→ **What you need to do**:
In this exercise, copy exactly the lines from the one that contains "Can you see the spoon bowl?" through the end of the entries below; pictures are not copied.

+ + +

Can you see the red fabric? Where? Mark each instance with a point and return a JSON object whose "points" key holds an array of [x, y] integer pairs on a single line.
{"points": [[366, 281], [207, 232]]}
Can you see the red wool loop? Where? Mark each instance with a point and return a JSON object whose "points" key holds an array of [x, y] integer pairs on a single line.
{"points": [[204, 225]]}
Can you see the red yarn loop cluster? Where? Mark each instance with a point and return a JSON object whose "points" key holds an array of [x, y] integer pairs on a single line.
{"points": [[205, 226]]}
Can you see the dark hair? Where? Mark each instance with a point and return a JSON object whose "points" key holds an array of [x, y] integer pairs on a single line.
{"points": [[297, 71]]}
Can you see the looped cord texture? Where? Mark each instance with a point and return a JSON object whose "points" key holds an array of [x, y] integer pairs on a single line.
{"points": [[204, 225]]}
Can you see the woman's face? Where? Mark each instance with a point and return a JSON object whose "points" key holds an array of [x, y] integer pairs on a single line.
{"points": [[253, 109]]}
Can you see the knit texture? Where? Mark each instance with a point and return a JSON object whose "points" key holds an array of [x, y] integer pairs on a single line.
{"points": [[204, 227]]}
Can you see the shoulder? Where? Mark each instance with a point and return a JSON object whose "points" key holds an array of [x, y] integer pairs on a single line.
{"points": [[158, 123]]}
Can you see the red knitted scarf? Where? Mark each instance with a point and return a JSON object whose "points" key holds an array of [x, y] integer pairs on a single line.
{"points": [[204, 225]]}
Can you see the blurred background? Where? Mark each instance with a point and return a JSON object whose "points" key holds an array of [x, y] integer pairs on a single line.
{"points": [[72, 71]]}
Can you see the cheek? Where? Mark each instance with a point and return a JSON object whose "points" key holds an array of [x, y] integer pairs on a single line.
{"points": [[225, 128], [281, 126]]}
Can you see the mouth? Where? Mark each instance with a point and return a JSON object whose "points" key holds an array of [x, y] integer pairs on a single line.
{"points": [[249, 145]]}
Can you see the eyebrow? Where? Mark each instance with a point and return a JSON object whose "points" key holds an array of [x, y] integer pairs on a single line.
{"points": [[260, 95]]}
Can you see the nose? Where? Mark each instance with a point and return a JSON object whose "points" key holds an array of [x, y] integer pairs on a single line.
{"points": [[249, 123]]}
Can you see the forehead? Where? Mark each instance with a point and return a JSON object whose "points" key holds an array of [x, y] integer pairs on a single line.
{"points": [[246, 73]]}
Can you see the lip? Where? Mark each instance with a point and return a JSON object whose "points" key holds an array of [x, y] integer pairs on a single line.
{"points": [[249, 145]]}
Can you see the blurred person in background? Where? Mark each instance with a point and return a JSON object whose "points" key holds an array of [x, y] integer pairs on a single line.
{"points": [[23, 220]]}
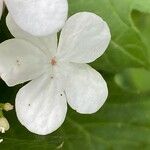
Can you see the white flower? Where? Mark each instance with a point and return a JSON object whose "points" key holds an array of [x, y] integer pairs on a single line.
{"points": [[4, 125], [1, 7], [8, 107], [58, 73], [38, 17]]}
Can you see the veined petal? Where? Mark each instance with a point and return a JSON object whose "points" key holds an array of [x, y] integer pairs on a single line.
{"points": [[39, 17], [84, 38], [20, 61], [1, 7], [41, 105], [48, 44], [86, 90]]}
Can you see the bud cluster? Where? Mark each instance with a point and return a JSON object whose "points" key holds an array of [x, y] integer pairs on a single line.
{"points": [[4, 124]]}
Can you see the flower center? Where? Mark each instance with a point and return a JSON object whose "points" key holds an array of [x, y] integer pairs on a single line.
{"points": [[53, 61]]}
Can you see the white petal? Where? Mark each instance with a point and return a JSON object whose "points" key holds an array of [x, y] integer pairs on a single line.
{"points": [[41, 106], [1, 7], [20, 61], [39, 17], [86, 90], [48, 44], [84, 38]]}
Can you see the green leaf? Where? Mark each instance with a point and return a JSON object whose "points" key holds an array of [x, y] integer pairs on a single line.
{"points": [[127, 47], [134, 80], [122, 123]]}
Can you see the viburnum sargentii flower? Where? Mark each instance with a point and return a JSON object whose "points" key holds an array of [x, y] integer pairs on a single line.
{"points": [[38, 17], [58, 73]]}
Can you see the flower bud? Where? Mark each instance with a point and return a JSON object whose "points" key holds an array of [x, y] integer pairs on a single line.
{"points": [[8, 107], [4, 125]]}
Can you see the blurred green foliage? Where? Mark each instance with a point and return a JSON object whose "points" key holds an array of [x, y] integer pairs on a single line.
{"points": [[123, 123]]}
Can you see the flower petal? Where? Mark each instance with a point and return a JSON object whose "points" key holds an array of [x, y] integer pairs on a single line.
{"points": [[1, 7], [39, 17], [20, 61], [86, 90], [84, 38], [48, 44], [41, 105]]}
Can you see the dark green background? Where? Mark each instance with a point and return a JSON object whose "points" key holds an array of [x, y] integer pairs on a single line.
{"points": [[123, 123]]}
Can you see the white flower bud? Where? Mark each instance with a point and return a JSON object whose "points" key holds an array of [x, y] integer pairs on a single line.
{"points": [[8, 107], [4, 125]]}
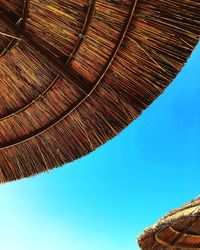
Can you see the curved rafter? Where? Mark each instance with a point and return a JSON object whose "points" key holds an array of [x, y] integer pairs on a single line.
{"points": [[21, 23], [97, 81], [72, 55]]}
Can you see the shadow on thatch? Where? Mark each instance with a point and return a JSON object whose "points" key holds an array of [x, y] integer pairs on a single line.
{"points": [[75, 73], [179, 229]]}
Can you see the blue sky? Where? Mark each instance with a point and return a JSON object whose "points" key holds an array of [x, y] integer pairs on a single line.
{"points": [[104, 200]]}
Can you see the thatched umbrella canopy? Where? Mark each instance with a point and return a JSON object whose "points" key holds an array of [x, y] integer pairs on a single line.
{"points": [[75, 73], [179, 229]]}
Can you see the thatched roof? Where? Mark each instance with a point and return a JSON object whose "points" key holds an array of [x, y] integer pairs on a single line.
{"points": [[75, 73], [179, 229]]}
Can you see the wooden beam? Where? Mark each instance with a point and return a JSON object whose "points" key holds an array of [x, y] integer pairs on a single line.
{"points": [[40, 47], [85, 97]]}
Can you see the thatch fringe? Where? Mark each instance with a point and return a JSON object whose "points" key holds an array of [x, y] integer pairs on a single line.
{"points": [[82, 72], [179, 229]]}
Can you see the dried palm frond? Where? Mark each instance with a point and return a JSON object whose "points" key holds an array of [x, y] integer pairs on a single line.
{"points": [[75, 73], [179, 229]]}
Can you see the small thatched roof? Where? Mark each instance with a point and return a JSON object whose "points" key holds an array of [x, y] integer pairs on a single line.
{"points": [[179, 229], [75, 73]]}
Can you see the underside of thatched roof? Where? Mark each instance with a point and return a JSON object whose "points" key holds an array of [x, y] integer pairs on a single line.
{"points": [[75, 73], [179, 229]]}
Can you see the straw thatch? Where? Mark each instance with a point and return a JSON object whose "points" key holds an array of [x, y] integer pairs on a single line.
{"points": [[179, 229], [75, 73]]}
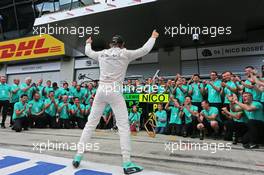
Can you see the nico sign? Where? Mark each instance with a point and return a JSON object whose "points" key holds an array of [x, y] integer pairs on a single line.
{"points": [[154, 98], [30, 47]]}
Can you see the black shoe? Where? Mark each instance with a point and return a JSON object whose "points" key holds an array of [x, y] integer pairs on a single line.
{"points": [[253, 146]]}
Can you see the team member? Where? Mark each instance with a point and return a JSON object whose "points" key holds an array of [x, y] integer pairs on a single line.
{"points": [[20, 114], [105, 119], [79, 93], [180, 90], [213, 88], [134, 119], [209, 119], [4, 99], [64, 110], [196, 91], [45, 91], [236, 125], [249, 84], [189, 115], [229, 87], [15, 91], [51, 107], [175, 123], [77, 111], [254, 112], [28, 88], [36, 112], [161, 117], [113, 64]]}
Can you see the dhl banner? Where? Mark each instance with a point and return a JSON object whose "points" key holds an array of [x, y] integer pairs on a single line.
{"points": [[30, 47]]}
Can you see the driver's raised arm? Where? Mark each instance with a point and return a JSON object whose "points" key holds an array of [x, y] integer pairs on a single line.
{"points": [[134, 54], [89, 51]]}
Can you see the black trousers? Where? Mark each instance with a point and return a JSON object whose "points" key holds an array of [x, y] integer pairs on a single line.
{"points": [[239, 128], [255, 132], [5, 105], [51, 121], [64, 123], [20, 123], [11, 106], [38, 121], [174, 129]]}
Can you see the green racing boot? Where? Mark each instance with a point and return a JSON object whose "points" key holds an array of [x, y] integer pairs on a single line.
{"points": [[130, 168], [76, 161]]}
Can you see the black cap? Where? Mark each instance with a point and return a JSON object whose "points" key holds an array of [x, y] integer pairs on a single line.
{"points": [[117, 39]]}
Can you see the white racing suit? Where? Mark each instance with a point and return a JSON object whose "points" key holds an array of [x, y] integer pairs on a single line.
{"points": [[113, 64]]}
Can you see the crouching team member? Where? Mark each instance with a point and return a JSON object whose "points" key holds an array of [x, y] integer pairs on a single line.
{"points": [[209, 119], [235, 126], [113, 65], [51, 106], [175, 123], [19, 117], [36, 112], [64, 110], [161, 116], [254, 112], [134, 119], [78, 112]]}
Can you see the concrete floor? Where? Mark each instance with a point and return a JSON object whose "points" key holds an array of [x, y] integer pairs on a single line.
{"points": [[152, 153]]}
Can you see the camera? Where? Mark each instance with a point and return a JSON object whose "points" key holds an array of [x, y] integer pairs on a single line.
{"points": [[195, 37]]}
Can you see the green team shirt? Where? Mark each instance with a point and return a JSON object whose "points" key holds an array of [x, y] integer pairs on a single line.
{"points": [[37, 106], [64, 113], [80, 94], [227, 91], [175, 117], [78, 112], [134, 117], [180, 95], [161, 115], [87, 95], [15, 96], [40, 89], [188, 115], [161, 89], [47, 90], [262, 97], [107, 110], [212, 111], [28, 92], [213, 95], [196, 93], [51, 110], [4, 91], [19, 106], [257, 114], [256, 95]]}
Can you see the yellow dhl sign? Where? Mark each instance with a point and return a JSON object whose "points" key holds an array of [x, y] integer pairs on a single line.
{"points": [[31, 47], [154, 98]]}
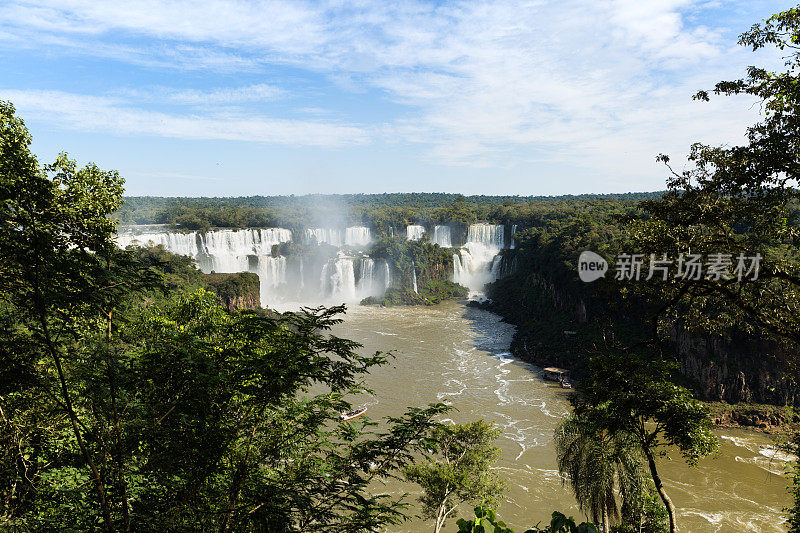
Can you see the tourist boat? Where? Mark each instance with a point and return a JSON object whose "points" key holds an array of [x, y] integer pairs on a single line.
{"points": [[552, 373], [352, 414]]}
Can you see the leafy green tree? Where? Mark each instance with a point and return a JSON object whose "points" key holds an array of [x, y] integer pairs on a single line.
{"points": [[597, 463], [636, 396], [123, 409], [485, 520], [460, 472]]}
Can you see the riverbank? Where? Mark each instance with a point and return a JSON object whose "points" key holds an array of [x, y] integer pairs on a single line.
{"points": [[778, 421]]}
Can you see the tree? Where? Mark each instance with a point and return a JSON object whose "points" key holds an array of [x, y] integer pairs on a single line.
{"points": [[485, 520], [635, 395], [124, 408], [460, 472], [597, 463]]}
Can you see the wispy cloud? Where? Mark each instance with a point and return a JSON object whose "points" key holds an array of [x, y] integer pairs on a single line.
{"points": [[194, 97], [604, 84], [105, 114]]}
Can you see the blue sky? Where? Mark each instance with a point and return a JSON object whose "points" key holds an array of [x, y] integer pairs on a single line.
{"points": [[228, 98]]}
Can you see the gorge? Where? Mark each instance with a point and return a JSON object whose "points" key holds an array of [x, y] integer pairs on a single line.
{"points": [[463, 356], [326, 265]]}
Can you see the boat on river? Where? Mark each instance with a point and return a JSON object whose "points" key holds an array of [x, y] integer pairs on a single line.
{"points": [[352, 414], [552, 373]]}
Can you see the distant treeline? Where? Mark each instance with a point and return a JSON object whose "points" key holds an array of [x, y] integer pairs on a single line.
{"points": [[377, 211]]}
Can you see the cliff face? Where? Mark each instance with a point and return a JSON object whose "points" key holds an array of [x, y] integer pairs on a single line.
{"points": [[235, 291], [734, 367], [558, 326]]}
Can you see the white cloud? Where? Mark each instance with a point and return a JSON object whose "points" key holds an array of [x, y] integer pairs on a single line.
{"points": [[605, 83], [226, 95], [105, 114]]}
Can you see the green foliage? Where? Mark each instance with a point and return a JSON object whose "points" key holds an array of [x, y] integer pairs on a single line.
{"points": [[124, 409], [635, 395], [459, 472], [381, 212], [598, 463], [485, 521]]}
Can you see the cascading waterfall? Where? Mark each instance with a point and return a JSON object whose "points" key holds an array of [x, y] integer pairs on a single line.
{"points": [[441, 236], [324, 235], [478, 262], [414, 232], [338, 280], [281, 278], [177, 243], [367, 279], [357, 236]]}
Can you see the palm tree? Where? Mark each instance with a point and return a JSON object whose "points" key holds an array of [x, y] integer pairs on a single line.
{"points": [[596, 462]]}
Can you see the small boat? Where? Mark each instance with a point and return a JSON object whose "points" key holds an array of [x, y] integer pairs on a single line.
{"points": [[352, 414]]}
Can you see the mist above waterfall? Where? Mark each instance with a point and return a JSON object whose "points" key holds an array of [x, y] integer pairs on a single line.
{"points": [[321, 265], [478, 261]]}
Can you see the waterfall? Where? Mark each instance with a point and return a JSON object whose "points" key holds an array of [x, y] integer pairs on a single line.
{"points": [[441, 236], [366, 283], [177, 243], [478, 262], [324, 235], [490, 235], [357, 236], [305, 277], [414, 232], [338, 280], [271, 275]]}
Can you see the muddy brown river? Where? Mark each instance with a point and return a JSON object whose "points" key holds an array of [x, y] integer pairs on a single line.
{"points": [[459, 355]]}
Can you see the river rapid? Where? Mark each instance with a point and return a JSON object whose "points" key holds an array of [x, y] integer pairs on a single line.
{"points": [[460, 355]]}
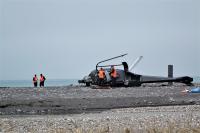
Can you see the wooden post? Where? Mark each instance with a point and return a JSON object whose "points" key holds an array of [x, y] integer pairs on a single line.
{"points": [[170, 73]]}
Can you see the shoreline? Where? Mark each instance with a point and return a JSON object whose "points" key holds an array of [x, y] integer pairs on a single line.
{"points": [[79, 99]]}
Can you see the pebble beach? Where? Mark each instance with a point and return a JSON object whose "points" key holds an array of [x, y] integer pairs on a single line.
{"points": [[79, 109]]}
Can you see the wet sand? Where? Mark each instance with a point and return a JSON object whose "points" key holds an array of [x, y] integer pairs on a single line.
{"points": [[79, 99], [151, 108]]}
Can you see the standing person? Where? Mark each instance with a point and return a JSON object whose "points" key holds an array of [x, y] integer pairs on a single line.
{"points": [[114, 75], [42, 79], [101, 75], [35, 79]]}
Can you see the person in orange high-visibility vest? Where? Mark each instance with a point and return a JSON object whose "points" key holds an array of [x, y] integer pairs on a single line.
{"points": [[114, 75], [101, 75], [35, 79], [42, 79]]}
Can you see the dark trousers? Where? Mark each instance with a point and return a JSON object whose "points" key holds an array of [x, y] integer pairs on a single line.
{"points": [[35, 84], [101, 81], [113, 82], [42, 84]]}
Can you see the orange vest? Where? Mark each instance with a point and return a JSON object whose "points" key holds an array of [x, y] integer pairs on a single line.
{"points": [[114, 73], [101, 74]]}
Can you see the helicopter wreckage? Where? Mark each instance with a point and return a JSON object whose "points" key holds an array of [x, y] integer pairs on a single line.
{"points": [[126, 78]]}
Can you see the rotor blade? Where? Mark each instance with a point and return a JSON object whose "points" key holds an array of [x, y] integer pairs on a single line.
{"points": [[133, 65], [110, 59]]}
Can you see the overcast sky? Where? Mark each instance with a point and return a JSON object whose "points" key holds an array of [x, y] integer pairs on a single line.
{"points": [[64, 39]]}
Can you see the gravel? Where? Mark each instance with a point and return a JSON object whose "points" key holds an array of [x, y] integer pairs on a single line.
{"points": [[149, 108]]}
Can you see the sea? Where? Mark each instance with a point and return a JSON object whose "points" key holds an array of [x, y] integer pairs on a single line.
{"points": [[52, 82], [29, 83]]}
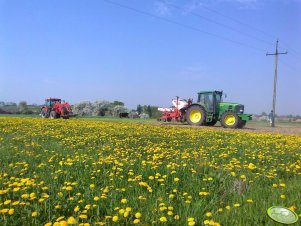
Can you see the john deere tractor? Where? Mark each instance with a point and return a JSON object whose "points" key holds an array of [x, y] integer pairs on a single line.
{"points": [[209, 109]]}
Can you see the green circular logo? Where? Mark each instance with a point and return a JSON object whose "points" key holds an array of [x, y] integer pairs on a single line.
{"points": [[282, 215]]}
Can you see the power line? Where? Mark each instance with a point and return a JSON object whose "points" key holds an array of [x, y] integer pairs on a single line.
{"points": [[294, 52], [275, 81], [181, 24], [216, 22]]}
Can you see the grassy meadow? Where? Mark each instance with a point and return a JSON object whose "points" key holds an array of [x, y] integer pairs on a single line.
{"points": [[95, 172]]}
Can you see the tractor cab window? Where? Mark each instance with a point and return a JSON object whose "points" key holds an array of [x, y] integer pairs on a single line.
{"points": [[47, 103], [218, 98]]}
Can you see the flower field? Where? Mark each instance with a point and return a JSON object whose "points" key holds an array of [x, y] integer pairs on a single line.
{"points": [[89, 172]]}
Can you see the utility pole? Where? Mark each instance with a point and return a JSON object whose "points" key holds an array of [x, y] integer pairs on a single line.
{"points": [[275, 80]]}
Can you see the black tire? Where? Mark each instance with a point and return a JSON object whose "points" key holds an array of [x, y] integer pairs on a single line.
{"points": [[230, 120], [196, 115], [53, 115], [212, 123], [241, 123]]}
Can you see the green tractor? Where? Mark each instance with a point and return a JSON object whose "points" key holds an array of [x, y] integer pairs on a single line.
{"points": [[209, 109]]}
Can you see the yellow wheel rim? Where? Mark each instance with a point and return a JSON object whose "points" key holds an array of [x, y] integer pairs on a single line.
{"points": [[230, 120], [195, 116]]}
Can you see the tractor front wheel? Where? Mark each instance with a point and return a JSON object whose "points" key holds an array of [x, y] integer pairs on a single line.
{"points": [[212, 123], [196, 115], [230, 120]]}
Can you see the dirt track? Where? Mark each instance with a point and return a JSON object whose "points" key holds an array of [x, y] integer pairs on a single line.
{"points": [[254, 127], [283, 129]]}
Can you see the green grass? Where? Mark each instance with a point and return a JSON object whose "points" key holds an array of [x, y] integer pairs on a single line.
{"points": [[84, 168]]}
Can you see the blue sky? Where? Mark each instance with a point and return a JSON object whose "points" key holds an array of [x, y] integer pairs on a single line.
{"points": [[148, 52]]}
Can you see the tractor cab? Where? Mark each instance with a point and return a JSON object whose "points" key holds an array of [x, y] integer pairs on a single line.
{"points": [[210, 100], [51, 101]]}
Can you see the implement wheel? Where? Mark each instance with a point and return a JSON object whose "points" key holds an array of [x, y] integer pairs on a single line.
{"points": [[196, 115], [230, 120]]}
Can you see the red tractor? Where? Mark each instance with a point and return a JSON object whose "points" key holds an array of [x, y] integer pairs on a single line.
{"points": [[56, 108], [177, 112]]}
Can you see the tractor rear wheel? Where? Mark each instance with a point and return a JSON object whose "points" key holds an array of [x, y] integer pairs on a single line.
{"points": [[196, 115], [241, 123], [53, 115], [212, 123], [230, 120]]}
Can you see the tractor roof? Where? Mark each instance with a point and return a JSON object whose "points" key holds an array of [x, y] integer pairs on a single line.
{"points": [[215, 91], [52, 98]]}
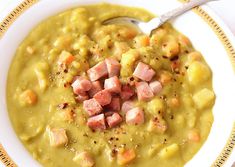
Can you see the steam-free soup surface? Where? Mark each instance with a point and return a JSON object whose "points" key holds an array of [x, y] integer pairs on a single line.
{"points": [[52, 124]]}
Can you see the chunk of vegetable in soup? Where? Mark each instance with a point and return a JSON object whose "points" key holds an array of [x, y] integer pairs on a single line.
{"points": [[80, 93]]}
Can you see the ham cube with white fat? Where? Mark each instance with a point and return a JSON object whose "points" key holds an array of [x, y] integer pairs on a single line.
{"points": [[113, 67], [113, 85], [135, 116], [96, 87], [57, 136], [92, 107], [98, 71], [97, 122], [113, 120], [127, 105], [144, 72], [103, 97], [127, 92], [81, 85], [144, 91], [156, 87], [81, 97], [115, 104]]}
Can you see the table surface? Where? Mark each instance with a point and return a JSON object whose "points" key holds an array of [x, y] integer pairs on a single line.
{"points": [[223, 8]]}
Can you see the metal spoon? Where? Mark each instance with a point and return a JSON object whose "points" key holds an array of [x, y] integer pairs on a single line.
{"points": [[148, 27]]}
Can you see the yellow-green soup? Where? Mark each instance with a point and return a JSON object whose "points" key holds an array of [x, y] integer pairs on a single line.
{"points": [[37, 87]]}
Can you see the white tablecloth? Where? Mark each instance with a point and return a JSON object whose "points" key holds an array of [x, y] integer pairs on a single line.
{"points": [[224, 8]]}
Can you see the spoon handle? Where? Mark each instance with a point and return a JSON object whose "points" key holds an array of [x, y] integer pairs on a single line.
{"points": [[182, 9]]}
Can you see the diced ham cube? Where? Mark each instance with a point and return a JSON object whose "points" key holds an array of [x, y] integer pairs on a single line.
{"points": [[97, 122], [115, 104], [80, 85], [81, 97], [156, 87], [92, 107], [103, 97], [127, 105], [113, 85], [144, 72], [135, 116], [57, 136], [98, 71], [114, 120], [96, 87], [127, 92], [144, 91], [113, 67]]}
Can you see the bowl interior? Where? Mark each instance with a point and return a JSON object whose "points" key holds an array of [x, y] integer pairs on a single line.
{"points": [[201, 35]]}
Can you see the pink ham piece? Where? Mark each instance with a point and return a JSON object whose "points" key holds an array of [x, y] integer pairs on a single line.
{"points": [[81, 97], [135, 116], [144, 91], [114, 120], [127, 92], [115, 104], [113, 85], [97, 122], [98, 71], [113, 67], [156, 87], [92, 107], [127, 105], [96, 87], [103, 97], [81, 85], [144, 72]]}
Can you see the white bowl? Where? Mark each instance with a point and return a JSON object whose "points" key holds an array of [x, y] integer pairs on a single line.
{"points": [[213, 39]]}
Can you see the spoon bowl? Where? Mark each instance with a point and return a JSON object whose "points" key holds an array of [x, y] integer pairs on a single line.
{"points": [[148, 27]]}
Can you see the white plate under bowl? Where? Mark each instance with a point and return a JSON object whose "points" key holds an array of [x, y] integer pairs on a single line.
{"points": [[207, 39]]}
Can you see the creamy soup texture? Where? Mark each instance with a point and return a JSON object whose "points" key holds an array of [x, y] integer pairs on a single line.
{"points": [[47, 110]]}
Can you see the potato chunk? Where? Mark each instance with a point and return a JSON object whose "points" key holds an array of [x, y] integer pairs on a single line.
{"points": [[169, 151], [171, 48], [198, 73], [204, 98], [126, 157], [157, 125], [41, 70], [127, 62], [28, 97], [84, 159], [57, 136]]}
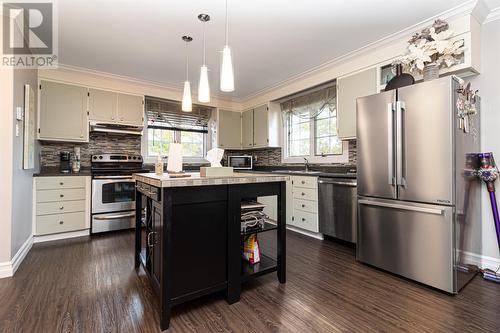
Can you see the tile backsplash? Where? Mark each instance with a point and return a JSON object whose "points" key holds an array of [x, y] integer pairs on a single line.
{"points": [[99, 143], [272, 156]]}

+ + +

→ **Output of the task**:
Can you see the spoon bowl? Where? Mark each instance with a point and return a JSON object whose "points" key holds an array of [x, y] integer pairs on a single line.
{"points": [[148, 27]]}
Can you see the white plate under bowl? Where? Mark each instance with a point and return a JSON object whose "points" key holds an array of [x, y] integer pairs on a single line.
{"points": [[207, 39]]}
Can you see the creamy soup texture? Where? Mark each instance with a point and return a JSON object whose "points" key holds an array of [x, y] integer pairs on a single line.
{"points": [[47, 110]]}
Can you see the potato chunk? Where? Mark each instance with a point and return a JSON object whose "points" key holds an array of [x, y] integer pairs on a single line.
{"points": [[169, 151], [171, 48], [198, 73], [204, 98], [126, 157], [157, 125], [41, 70], [127, 62], [28, 97], [84, 159], [57, 136]]}
Can you see the tile backsplash? Where? Mark each instance with a point and return a JSON object whose "points" key holds an array of [x, y] integer pairs on a single line.
{"points": [[99, 143], [272, 156]]}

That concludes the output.